(Data listing)
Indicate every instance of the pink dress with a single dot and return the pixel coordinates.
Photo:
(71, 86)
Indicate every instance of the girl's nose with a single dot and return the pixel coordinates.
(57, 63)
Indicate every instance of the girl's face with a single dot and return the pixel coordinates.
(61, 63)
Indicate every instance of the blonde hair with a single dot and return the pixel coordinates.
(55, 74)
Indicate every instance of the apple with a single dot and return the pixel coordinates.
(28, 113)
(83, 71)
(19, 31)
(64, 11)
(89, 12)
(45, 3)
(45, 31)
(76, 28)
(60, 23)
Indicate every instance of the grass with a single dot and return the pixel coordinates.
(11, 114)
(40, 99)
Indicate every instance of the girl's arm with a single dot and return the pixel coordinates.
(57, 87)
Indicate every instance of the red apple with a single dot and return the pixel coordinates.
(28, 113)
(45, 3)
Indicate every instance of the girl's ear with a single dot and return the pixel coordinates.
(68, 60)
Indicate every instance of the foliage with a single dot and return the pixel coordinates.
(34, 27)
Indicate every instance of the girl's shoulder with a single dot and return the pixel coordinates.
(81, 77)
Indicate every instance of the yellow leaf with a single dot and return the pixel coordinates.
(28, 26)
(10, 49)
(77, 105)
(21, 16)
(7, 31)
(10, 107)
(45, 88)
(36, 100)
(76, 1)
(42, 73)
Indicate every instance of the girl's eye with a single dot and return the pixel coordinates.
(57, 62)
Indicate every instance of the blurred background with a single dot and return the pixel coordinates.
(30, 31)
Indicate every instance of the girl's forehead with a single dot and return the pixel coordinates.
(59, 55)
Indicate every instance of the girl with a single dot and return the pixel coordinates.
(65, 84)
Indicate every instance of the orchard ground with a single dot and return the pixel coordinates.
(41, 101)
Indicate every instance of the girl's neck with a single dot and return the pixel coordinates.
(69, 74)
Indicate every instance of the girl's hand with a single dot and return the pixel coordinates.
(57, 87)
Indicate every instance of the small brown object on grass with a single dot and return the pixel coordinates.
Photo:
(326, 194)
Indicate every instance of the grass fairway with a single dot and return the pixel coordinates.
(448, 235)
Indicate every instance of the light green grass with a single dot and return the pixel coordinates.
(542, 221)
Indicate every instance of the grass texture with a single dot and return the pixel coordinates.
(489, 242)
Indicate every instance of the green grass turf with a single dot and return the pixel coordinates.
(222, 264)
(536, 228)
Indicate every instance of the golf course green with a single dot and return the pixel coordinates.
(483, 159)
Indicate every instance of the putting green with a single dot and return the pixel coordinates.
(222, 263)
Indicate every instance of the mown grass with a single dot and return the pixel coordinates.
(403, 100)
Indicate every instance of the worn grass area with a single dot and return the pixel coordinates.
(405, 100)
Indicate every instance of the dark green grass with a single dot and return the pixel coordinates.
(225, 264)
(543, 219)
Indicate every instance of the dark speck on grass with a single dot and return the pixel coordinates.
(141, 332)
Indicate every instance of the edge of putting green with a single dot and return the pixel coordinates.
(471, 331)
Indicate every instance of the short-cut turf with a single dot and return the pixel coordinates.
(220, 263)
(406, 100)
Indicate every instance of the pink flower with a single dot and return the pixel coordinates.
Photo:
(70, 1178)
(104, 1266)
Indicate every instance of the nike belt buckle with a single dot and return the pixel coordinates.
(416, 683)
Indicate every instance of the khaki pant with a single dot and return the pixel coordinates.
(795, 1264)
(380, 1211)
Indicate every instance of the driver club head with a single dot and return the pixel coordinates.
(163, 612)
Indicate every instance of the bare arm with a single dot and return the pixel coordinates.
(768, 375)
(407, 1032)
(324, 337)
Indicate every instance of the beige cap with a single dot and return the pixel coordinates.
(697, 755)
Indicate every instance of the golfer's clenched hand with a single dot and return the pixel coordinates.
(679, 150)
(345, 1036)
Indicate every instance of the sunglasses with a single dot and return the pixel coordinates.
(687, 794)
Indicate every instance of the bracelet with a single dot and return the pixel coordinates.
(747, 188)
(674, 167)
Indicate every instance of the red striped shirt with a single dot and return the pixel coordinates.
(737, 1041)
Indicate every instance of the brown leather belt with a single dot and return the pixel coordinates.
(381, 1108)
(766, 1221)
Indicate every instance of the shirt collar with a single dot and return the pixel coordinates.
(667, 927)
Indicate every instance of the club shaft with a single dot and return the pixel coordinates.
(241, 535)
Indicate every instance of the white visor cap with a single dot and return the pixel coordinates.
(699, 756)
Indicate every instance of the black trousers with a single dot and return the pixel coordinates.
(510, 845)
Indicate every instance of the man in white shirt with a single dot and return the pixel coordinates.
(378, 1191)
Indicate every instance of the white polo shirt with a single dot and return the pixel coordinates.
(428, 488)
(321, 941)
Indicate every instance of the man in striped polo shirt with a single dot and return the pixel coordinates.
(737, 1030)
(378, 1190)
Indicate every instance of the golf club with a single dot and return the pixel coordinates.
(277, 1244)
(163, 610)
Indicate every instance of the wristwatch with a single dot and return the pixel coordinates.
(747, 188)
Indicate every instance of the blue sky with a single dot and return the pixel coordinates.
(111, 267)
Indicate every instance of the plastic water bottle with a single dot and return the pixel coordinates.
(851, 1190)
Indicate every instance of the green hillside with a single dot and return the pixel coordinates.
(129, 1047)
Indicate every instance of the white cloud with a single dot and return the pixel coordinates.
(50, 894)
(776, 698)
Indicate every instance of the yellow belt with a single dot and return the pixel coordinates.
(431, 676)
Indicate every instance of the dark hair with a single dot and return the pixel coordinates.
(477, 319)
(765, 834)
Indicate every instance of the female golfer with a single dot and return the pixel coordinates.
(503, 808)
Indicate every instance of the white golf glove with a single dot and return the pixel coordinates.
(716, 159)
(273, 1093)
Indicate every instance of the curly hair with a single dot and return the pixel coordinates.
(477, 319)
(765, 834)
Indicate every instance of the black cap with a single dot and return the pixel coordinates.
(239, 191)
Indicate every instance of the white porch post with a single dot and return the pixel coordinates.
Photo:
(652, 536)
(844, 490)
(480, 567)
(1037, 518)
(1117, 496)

_REQUIRED WORK_
Copy every line of the data listing above word for word.

_RESULT OF THIS TASK_
Indicate every instance of the pink dress with a single dot and return the pixel coordinates.
Photo:
(71, 86)
Indicate every instance of the girl's nose with a single dot and return the pixel coordinates.
(57, 63)
Indicate every instance of the girl's face with a single dot and return the pixel coordinates.
(61, 63)
Indicate every instance of the blonde hair with a single dot and return the pixel coordinates.
(55, 74)
Indicate every instance of the apple with a single dot and return the pixel coordinates.
(28, 113)
(83, 71)
(19, 31)
(64, 11)
(89, 12)
(45, 3)
(45, 31)
(76, 28)
(60, 23)
Indicate every instance of the grass with a single dot and return the pixel coordinates.
(11, 114)
(40, 99)
Indicate every instance of the girl's arm with a single dot and return the pixel coordinates.
(57, 87)
Indicate every instance of the red apple with a single dot and return the pixel coordinates.
(28, 113)
(45, 3)
Indicate every instance of the girl's ear with a single dot and return the pixel coordinates.
(68, 60)
Indicate every instance of the foliage with a single dot and return the pixel coordinates.
(34, 27)
Indicate every instance of the girl's shoulder with a single dot and return the pixel coordinates.
(81, 77)
Indicate every instance of the yellow leaf with a single dot and return the pixel coordinates.
(28, 26)
(10, 49)
(77, 105)
(21, 16)
(7, 31)
(10, 107)
(45, 88)
(36, 100)
(76, 1)
(42, 73)
Indicate every instance of the girl's eye with a single dot and return the pixel coordinates.
(57, 62)
Indicate every instance of the blurred background with a single dot and return the pixel coordinates.
(30, 31)
Indicate every instance of the girl's forehead with a single dot and return the pixel coordinates.
(59, 55)
Indicate every instance of the girl with a single dot and return the pixel coordinates.
(65, 84)
Indicate every instance of the orchard ground with a single dot and return the pixel coordinates.
(41, 101)
Indicate every instance of the girl's neck with a single dot and return the pixel coordinates.
(69, 74)
Indicate every instance of the girl's hand with a single dot and return the pixel coordinates.
(57, 87)
Indicate every instance of the small brown object on grass with a single dot and return the pixel coordinates.
Photo:
(326, 194)
Indicate every instance of the grass fairway with a single dot and return the pixel coordinates.
(448, 235)
Indicate every instance of the light green grass with a single dot and return the pixel coordinates.
(542, 221)
Indicate every instance of the grass texture with a single dot and return the pixel coordinates.
(489, 242)
Indicate every instance of the green grass turf with a single dot and return the pixel coordinates.
(222, 264)
(536, 228)
Indicate every instance of the golf course green with a single dot and return the pixel coordinates.
(483, 159)
Indicate every instance of the putting green with a single dot and return the pixel coordinates.
(222, 263)
Indicate every instance of the mown grass with a single dot and return the pixel coordinates.
(403, 100)
Indicate every instance of the worn grass area with a single dot and return the pixel coordinates.
(405, 100)
Indicate every instance of the dark green grass with a single dot and return the pixel coordinates.
(225, 264)
(543, 219)
Indicate every instance of the dark speck on grass with a single dot and return the pixel coordinates.
(141, 332)
Indicate every instance of the edge of putting green with a single dot and return the pixel coordinates.
(471, 331)
Indicate every instance of the short-cut turf with a single dot and return the pixel coordinates.
(220, 263)
(406, 100)
Indicate every instance of the pink flower with a single dot and return the pixel coordinates.
Photo:
(70, 1178)
(104, 1266)
Indicate every instance of the nike belt buckle with a single dot and return the pixel coordinates.
(416, 683)
Indicate every instance of the khaki pant with a single dot and return the pixel coordinates.
(795, 1264)
(380, 1211)
Indicate every instance of the driver club head with a single dot and return the pixel coordinates.
(163, 612)
Indicate every instance of the bare arm with a single dot and return the pixel coordinates.
(768, 375)
(407, 1032)
(324, 337)
Indicate every instance of the beige cap with a single dot and return the pixel coordinates.
(697, 755)
Indicate every instance of the golfer's clenched hand with a single dot and return the pixel coordinates.
(679, 150)
(345, 1036)
Indicate every instance of the sunglasses with a single dot and return the pixel coordinates.
(687, 794)
Indicate every instance of the bracelet with a single dot and return the pixel coordinates.
(747, 188)
(674, 167)
Indicate every instance of the red striped shirt with a single dot and return the pixel coordinates.
(737, 1041)
Indicate every instance of the brown leather belt with a single dot and return the pixel coordinates.
(381, 1108)
(766, 1221)
Indicate every instance of the shirt collar with a single dot and return the pixel coordinates.
(667, 927)
Indicate every instance of the club shaft with a single dot and return the pixel coordinates.
(241, 535)
Indicate every instance of the white visor cap with a single dot and return the pixel coordinates.
(699, 756)
Indicate every instance of the black trousers with a single dot and return the pixel coordinates.
(510, 845)
Indicate every instance of the man in white shirt with a single dot and return the pixel coordinates.
(378, 1191)
Indicate every instance of the white polo shirt with a single dot and return the pixel coordinates.
(428, 488)
(321, 941)
Indicate every instance of the man in striped polo shirt with a single dot and return the pixel coordinates.
(737, 1030)
(378, 1190)
Indicate every instance of the golf club with a single dot and return the pixel coordinates.
(277, 1244)
(163, 610)
Indicate every instance of the wristwatch with a single dot and return the pixel coordinates.
(747, 188)
Indicate every instance of the blue sky with a single dot and return the pixel coordinates.
(111, 267)
Indicate every instance of the plastic water bottle with a single dot and return the pixel coordinates.
(851, 1190)
Indicate every instance of the green hillside with a single dot and return the pixel coordinates.
(129, 1047)
Indicate every instance of the white cloud with a single dot and return the pixel coordinates.
(50, 894)
(776, 698)
Indicate every instance of the yellow belt with a single dot and return the pixel coordinates.
(431, 676)
Indicate every instance of the dark hair with a single dot and return the pixel coordinates.
(477, 319)
(765, 834)
Indicate every instance of the female golfer with a single dot and return the pixel coordinates.
(503, 808)
Indicate every instance of the white golf glove with a single dot and return the pixel coordinates.
(716, 159)
(273, 1093)
Indicate every instance of the curly hair with a single dot and return the pixel coordinates.
(477, 319)
(765, 834)
Indicate every instance of the black cap with a single dot and return the pixel coordinates.
(239, 191)
Indicate every instance of the white porch post with a single dot and return the pixel coordinates.
Photo:
(652, 536)
(844, 490)
(480, 567)
(1037, 518)
(1117, 496)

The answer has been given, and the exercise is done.